▸ Tasks and exercises
[a] In the passage on livestock choosing their own feed, translate this sentence into Spanish: "We gave them a simple choice between alfalfa pellets and rolled barley, and allowed them to self-select."
[b] According to the passage on livestock choosing their own feed, which group of cattle ate less food?
[c] Write a continuation of the passage on livestock choosing their own feed, starting after its last sentence.

And if you think from a human standpoint, each one of us can be identified by our fingerprint; a bloodhound can track us by our odors. We're each absolutely unique. Well, then you start to think about our organ systems and how they function, and they are equally unique.

And so, when gave animals choices, that uniqueness was manifest in what individuals ate from meal to meal and day to day... I'm thinking now of one study with lambs. We gave them a simple choice between alfalfa pellets and rolled barley, and allowed them to self-select.

And we had everything from animals that just loved the barley and ate very little of the alfalfa pellets to ones that loved the alfalfa pellets and didn't want to eat much of the rolled barley. That's just two foods. Every animal gained weight just fine. But they were doing it in their own way.

Then we went on to do work with cattle. We offered them either a total mixed ration, which would be like a dog ration. One group was fed a total mixed ration formulated for the "average individual" in the group.

The other group of animals was simply allowed to self-select from the four ingredients that were in the ground up total mixed ration, day to day, whatever they wanted to eat. By the end of the trial several things were really obvious.

One was that given a choice, no two animals ever selected the same combination of foods and no individual ever selected the same food from day to day, but they all finished in fine condition. And what was amazing, the ones choosing their own ration ate less food than the ones on the total mixed ration.

They were able to better meet their needs. They weren't having to over ingest to get the nutrients they needed. There's some evidence that animals will over ingest energy in order to meet needs for protein in cases like the total-mixed ration.

▸ Supplied material
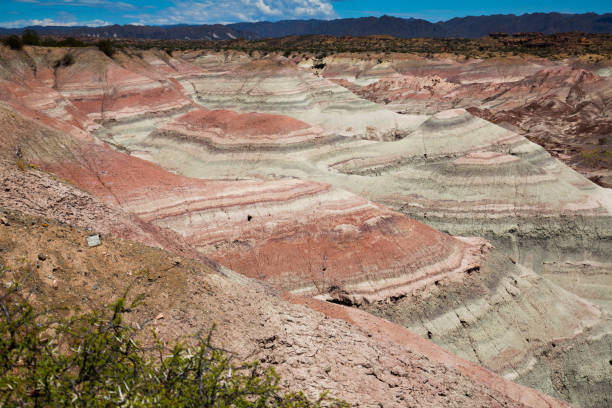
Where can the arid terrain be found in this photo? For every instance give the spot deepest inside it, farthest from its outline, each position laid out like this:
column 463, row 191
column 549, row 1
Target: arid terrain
column 398, row 229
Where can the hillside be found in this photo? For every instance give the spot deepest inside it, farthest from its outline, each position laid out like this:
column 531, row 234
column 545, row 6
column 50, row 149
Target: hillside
column 400, row 252
column 460, row 27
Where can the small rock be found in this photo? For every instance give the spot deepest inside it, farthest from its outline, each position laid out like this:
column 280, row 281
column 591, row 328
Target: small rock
column 94, row 241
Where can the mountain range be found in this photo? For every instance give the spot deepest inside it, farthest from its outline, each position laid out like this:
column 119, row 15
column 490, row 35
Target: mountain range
column 463, row 27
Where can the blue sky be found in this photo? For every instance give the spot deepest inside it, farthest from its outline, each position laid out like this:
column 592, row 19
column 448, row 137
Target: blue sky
column 19, row 13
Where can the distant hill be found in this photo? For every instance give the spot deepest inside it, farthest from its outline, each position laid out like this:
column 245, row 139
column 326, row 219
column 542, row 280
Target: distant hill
column 465, row 27
column 176, row 32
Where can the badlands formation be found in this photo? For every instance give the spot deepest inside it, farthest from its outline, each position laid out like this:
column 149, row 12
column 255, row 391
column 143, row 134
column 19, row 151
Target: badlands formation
column 345, row 218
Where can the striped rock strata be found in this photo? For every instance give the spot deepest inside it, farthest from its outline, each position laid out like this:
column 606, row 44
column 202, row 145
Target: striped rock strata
column 262, row 200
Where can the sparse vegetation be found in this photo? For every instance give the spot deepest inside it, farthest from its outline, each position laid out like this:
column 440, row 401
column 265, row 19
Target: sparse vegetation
column 13, row 42
column 107, row 47
column 65, row 61
column 95, row 360
column 30, row 37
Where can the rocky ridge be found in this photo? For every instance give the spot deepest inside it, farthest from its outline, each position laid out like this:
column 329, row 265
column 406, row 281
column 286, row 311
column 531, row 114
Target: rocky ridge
column 236, row 185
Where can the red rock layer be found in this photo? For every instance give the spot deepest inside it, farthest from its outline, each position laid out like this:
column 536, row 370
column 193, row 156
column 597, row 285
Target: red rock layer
column 227, row 128
column 301, row 236
column 385, row 331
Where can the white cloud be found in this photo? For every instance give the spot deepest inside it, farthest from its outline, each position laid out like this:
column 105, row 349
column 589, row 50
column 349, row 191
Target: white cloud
column 215, row 11
column 81, row 3
column 51, row 22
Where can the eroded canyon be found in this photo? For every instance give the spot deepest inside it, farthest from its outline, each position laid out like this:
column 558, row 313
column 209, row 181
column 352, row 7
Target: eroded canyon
column 355, row 209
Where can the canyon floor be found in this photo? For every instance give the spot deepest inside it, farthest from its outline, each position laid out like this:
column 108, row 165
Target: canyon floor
column 398, row 230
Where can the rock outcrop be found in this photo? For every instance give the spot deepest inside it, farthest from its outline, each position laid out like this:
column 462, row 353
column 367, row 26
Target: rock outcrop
column 310, row 193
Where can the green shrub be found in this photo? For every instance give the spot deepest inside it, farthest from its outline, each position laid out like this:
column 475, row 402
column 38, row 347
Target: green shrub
column 94, row 360
column 66, row 61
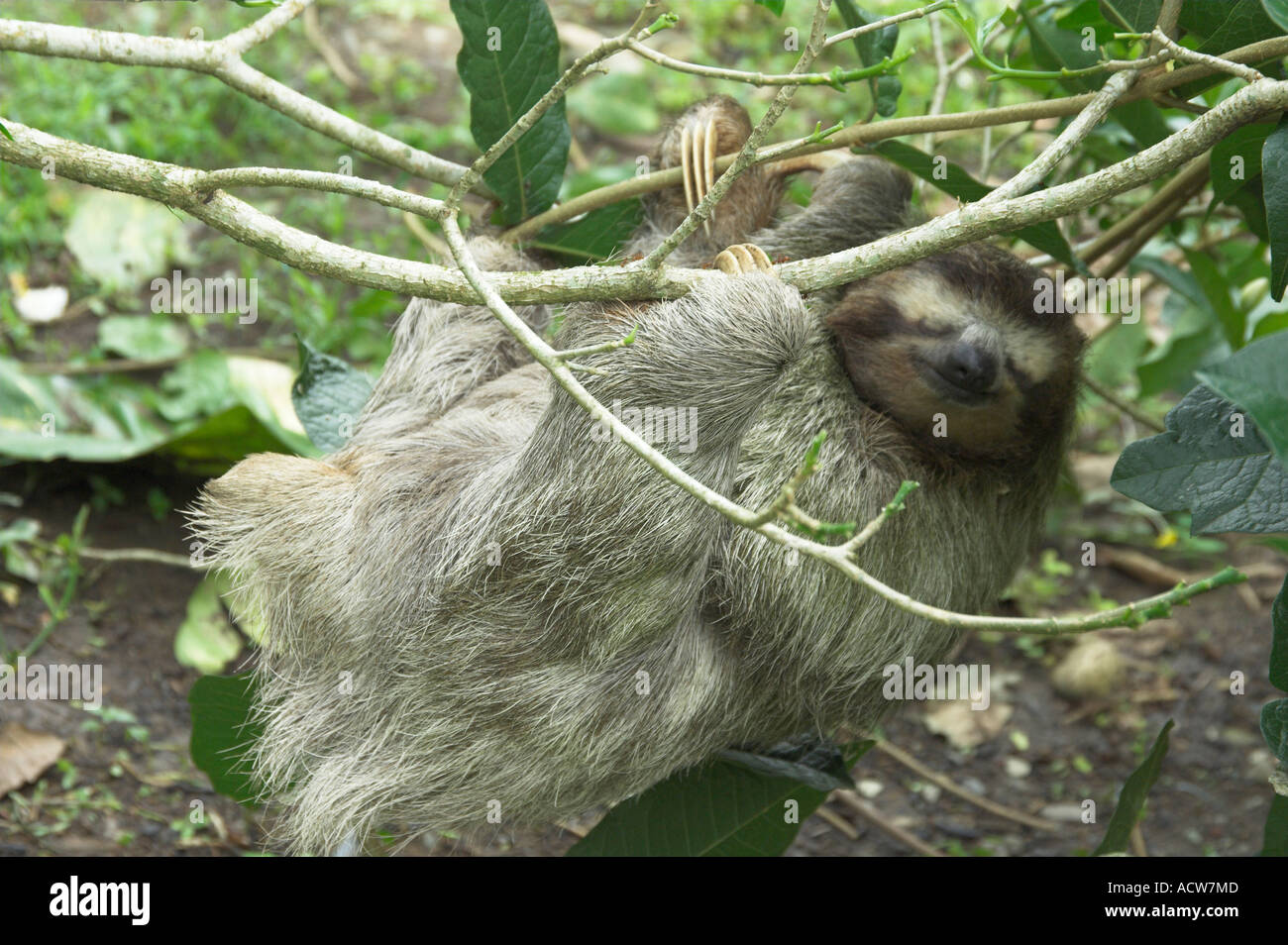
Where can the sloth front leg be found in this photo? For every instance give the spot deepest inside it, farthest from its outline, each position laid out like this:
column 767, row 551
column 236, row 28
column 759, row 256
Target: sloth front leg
column 742, row 259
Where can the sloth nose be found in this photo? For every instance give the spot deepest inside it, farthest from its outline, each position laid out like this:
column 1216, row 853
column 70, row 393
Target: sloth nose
column 969, row 368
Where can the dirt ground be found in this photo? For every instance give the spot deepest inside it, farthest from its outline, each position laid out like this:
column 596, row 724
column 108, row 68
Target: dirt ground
column 125, row 783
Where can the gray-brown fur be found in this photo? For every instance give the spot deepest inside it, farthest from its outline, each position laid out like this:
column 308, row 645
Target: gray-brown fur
column 494, row 575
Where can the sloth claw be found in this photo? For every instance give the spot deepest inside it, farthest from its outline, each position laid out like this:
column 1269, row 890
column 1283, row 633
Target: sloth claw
column 742, row 259
column 697, row 165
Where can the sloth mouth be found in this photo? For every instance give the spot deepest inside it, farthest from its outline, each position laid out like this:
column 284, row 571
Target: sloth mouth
column 948, row 389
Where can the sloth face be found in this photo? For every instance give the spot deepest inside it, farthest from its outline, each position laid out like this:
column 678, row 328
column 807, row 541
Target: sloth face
column 953, row 349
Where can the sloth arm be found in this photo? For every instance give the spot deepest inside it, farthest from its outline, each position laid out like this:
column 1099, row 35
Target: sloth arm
column 442, row 352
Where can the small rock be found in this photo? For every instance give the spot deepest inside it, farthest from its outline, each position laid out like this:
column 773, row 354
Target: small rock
column 1018, row 768
column 870, row 788
column 1091, row 670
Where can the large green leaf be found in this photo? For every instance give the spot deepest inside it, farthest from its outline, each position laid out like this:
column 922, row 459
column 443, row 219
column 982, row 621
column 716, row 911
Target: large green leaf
column 209, row 412
column 1274, row 184
column 717, row 808
column 1229, row 483
column 595, row 236
column 222, row 733
column 1225, row 25
column 1256, row 380
column 953, row 180
column 872, row 48
column 509, row 59
column 329, row 395
column 1131, row 798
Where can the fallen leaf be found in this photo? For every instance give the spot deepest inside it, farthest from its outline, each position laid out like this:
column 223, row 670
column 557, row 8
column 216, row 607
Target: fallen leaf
column 25, row 755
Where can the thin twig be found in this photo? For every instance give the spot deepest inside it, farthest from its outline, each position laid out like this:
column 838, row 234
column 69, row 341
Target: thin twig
column 862, row 134
column 953, row 788
column 868, row 812
column 747, row 156
column 837, row 78
column 1056, row 151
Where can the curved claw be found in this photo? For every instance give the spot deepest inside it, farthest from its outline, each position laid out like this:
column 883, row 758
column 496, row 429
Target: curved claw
column 743, row 258
column 698, row 163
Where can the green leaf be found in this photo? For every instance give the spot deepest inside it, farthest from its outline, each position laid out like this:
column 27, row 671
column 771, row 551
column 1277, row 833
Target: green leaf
column 1254, row 378
column 953, row 180
column 717, row 808
column 596, row 235
column 1131, row 798
column 1274, row 727
column 1229, row 483
column 142, row 338
column 329, row 395
column 235, row 406
column 120, row 240
column 1275, row 838
column 1274, row 184
column 1134, row 16
column 1236, row 158
column 1216, row 293
column 809, row 760
column 509, row 59
column 223, row 730
column 1279, row 640
column 1227, row 25
column 872, row 48
column 1056, row 50
column 1278, row 12
column 206, row 640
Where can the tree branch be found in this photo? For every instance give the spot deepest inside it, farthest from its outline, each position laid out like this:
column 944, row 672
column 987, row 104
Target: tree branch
column 222, row 59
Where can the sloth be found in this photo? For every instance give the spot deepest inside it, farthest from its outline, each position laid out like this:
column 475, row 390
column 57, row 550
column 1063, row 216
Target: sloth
column 482, row 605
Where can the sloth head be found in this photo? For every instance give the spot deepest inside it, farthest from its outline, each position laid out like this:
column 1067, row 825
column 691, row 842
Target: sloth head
column 954, row 349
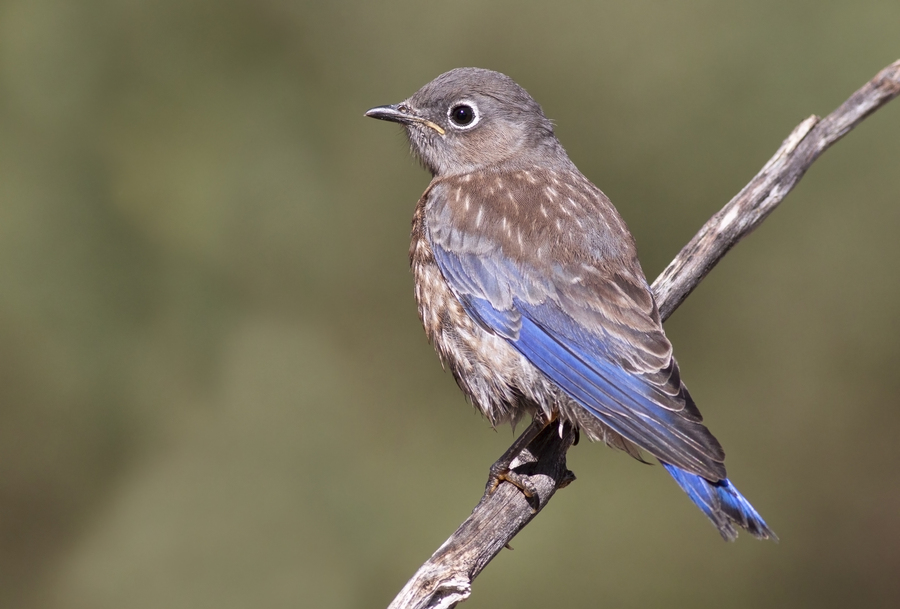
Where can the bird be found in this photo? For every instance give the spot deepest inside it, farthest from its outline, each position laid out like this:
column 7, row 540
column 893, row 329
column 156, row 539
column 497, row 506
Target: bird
column 529, row 288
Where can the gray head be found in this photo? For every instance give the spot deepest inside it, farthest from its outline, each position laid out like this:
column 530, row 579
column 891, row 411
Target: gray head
column 469, row 118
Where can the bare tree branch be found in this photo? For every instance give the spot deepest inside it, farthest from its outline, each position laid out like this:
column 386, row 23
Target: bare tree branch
column 445, row 579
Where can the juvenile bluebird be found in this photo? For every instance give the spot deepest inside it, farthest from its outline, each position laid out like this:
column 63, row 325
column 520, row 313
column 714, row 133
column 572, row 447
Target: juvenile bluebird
column 529, row 288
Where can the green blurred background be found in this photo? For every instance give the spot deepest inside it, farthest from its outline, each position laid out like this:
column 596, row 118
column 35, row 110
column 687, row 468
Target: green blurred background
column 214, row 389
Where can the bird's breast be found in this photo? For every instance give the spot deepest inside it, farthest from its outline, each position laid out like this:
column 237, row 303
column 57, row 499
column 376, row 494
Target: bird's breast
column 496, row 378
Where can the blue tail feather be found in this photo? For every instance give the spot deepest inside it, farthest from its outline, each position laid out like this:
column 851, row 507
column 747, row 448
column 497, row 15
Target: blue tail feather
column 722, row 504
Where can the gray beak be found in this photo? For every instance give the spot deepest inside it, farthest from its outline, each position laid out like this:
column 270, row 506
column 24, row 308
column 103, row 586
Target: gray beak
column 403, row 114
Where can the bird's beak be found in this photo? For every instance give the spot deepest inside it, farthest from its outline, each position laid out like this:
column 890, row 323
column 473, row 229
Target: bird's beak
column 401, row 113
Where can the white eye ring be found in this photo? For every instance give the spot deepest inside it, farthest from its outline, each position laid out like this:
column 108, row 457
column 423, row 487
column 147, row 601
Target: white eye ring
column 463, row 114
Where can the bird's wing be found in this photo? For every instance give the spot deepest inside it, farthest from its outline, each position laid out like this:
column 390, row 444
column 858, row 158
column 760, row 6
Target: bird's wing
column 571, row 297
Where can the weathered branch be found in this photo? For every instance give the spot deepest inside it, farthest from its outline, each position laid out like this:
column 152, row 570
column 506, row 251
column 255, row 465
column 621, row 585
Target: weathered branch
column 445, row 579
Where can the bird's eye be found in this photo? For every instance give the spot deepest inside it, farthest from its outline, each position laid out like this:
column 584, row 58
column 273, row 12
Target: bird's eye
column 462, row 115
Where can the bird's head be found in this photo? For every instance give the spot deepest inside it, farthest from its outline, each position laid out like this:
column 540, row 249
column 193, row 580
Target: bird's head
column 469, row 119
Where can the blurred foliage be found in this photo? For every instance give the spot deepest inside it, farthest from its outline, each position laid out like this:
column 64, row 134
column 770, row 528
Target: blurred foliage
column 215, row 391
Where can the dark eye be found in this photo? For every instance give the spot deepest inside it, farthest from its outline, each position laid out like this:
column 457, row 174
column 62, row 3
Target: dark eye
column 462, row 115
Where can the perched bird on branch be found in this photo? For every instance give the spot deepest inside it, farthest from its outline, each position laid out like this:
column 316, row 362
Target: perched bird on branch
column 529, row 288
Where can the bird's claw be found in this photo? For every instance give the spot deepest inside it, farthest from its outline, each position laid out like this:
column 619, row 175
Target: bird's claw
column 504, row 474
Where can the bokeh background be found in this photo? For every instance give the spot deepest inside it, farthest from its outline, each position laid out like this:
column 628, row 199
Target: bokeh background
column 214, row 389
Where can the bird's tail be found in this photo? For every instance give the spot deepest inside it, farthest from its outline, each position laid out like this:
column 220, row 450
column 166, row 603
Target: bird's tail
column 722, row 503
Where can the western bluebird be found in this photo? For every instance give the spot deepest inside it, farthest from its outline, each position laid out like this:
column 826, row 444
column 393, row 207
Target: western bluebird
column 529, row 288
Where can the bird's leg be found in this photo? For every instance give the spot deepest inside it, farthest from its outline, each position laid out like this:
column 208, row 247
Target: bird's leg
column 500, row 471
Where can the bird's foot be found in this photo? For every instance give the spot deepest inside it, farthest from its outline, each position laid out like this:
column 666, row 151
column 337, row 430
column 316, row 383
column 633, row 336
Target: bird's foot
column 500, row 472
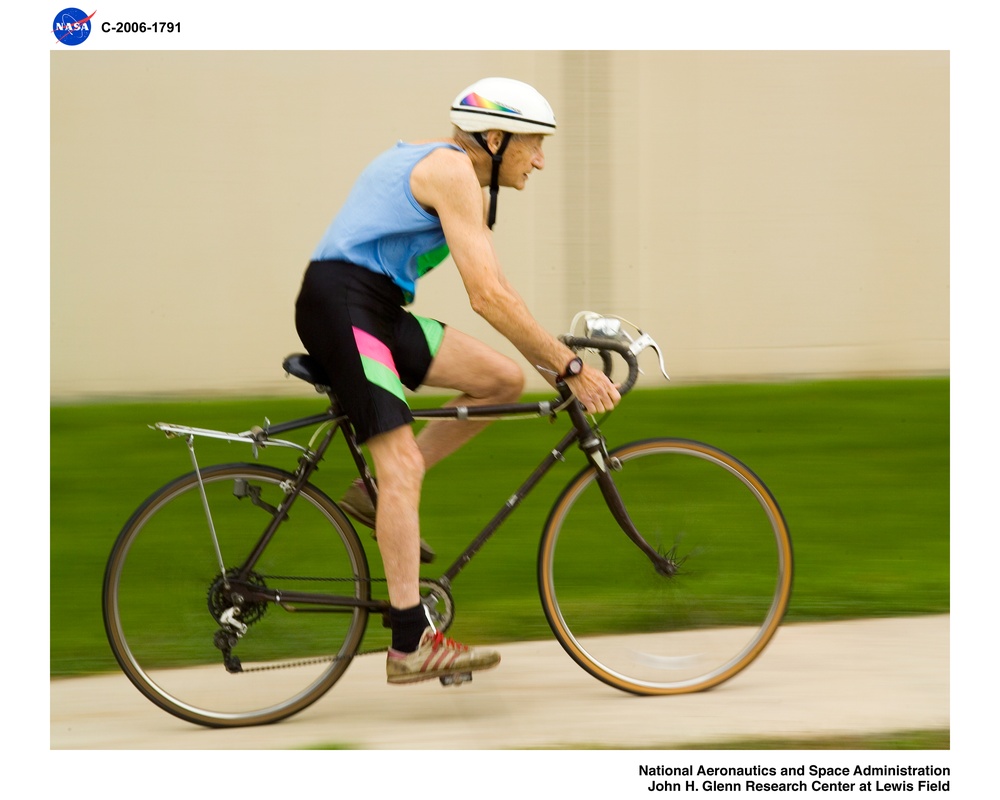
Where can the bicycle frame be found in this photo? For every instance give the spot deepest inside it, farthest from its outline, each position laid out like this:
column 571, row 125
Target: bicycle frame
column 582, row 432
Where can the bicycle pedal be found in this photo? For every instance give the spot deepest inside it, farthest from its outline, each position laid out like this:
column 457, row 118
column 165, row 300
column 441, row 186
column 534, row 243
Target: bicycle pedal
column 456, row 680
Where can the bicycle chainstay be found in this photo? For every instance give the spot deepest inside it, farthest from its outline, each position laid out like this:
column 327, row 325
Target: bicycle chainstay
column 307, row 661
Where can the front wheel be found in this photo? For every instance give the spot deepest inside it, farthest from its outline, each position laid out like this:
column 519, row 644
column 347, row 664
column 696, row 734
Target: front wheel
column 706, row 609
column 173, row 614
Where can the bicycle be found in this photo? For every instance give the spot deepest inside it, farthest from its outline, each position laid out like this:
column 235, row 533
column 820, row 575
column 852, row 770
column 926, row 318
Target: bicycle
column 238, row 594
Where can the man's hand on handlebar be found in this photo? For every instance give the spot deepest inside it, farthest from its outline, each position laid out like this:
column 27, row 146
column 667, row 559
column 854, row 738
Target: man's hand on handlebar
column 594, row 390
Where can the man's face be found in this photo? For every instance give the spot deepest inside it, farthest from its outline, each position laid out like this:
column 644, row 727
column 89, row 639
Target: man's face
column 523, row 154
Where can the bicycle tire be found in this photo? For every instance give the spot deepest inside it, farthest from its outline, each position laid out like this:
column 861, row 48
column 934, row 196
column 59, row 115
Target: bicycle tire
column 638, row 629
column 163, row 595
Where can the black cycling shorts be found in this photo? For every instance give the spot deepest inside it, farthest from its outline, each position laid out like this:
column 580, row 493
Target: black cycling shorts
column 353, row 322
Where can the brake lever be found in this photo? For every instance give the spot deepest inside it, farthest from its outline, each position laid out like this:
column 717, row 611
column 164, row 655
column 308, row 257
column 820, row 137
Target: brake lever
column 640, row 344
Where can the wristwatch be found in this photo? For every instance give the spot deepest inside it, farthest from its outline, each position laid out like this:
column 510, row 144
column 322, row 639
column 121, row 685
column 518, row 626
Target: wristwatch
column 573, row 368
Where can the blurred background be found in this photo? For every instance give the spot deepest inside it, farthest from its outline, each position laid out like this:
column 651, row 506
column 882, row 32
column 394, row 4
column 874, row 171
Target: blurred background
column 762, row 214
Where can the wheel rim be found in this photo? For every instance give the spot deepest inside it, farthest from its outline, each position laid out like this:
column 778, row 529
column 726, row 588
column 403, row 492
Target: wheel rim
column 629, row 625
column 161, row 605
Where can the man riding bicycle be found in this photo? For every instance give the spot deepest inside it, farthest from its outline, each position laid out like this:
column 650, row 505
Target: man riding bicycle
column 411, row 207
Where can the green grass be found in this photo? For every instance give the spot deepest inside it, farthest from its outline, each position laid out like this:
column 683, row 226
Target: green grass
column 860, row 468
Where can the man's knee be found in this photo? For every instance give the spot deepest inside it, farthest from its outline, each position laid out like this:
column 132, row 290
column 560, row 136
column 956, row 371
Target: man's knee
column 398, row 461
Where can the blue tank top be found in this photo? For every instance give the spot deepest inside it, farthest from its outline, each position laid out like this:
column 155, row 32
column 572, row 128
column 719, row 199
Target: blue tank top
column 382, row 227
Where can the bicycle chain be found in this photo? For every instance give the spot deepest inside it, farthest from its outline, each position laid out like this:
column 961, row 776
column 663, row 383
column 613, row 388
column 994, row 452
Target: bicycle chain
column 307, row 662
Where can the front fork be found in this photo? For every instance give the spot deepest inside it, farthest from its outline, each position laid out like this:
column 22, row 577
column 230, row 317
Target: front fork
column 594, row 445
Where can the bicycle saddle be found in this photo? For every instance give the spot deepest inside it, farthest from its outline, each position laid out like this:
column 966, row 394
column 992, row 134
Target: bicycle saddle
column 307, row 368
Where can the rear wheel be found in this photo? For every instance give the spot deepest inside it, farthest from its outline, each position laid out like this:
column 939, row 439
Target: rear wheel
column 175, row 618
column 643, row 629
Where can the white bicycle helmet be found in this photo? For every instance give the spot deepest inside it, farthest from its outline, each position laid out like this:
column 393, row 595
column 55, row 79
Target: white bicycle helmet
column 501, row 104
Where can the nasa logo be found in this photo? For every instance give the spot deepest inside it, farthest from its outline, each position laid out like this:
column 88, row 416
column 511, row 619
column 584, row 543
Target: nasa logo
column 72, row 26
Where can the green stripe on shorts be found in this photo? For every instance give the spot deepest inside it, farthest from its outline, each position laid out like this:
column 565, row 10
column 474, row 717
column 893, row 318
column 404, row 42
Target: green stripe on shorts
column 379, row 374
column 433, row 333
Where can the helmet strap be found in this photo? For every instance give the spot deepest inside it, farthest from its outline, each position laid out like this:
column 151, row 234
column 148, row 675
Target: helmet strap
column 495, row 174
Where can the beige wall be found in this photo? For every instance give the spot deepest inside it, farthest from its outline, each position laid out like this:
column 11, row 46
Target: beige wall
column 761, row 213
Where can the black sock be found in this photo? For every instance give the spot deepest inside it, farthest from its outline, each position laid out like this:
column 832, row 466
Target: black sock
column 408, row 625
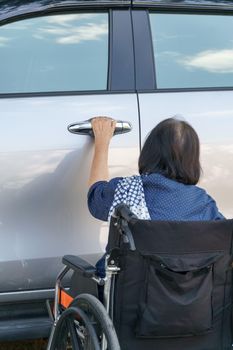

▸ Your responses
[a] Les dimos una elección sencilla entre pellets de alfalfa y cebada aplastada, y les permitimos seleccionar por sí mismos.

[b] The cattle choosing their own ration ate less food than those on the total mixed ration.

[c]
The bottom line was the animals given a choice ate far less food. So that meant it cost us less to feed that group of animals. So, there was an efficiency that came as a result of allowing those animals to self-select their own diet.

We did many studies with sheep and cattle looking at [self-selection]. It became apparent that animals aren't machines and genes aren't destiny. Everyone is different and when we allow that to be expressed there is an economic benefit [for livestock producers].

And certainly, a benefit to each individual animal's well-being. One of my colleagues is studying stress levels, by monitoring cortisol levels, when animals are given choice versus no choice. When animals can self-select their own diet, there's less stress for them.

In the book, you remember I mentioned when animals are given choices, they'll eat 50 to 75 foods in a day. By eating that many plants they're able to self-medicate prophylactically, that's so important because it's getting these vast arrays of compounds in low dosages into the body.

And I realize not everything is digested or absorbed, but a lot of them are and they get into the capillaries where a cell can forage on the compounds it needs to maintain its health and ultimately the health of the animal. Cells can forage only on what's in those capillaries.

Feedback from cells and organ systems changes liking for foods as a function of needs, and that's how cells and organ systems change liking as a function of their needs.

So, there are so many good reasons to give animals choices. And I think back to what you said about how interesting it would be to do research along those lines with pets, assess cortisol levels as a measure of how content they are on choice vs no choice.

Look at how healthy they are, look at longevity, all those things and then go back to that fundamental idea, no two of them are alike. So, giving them choice and ability to choose is good for them."

This synopsis of our long and colorful interview doesn't include any of the thought-provoking questions Dr. Provenza poses about what we can learn from animals, as teachers. As one fellow reader of Nourishment commented, "The shortest line to draw between humankind and nature is what we eat. Read this book and you'll surely be convinced of that." I'd like to thank Dr. Provenza for sharing more about his lifetime of fascinating work in this interview.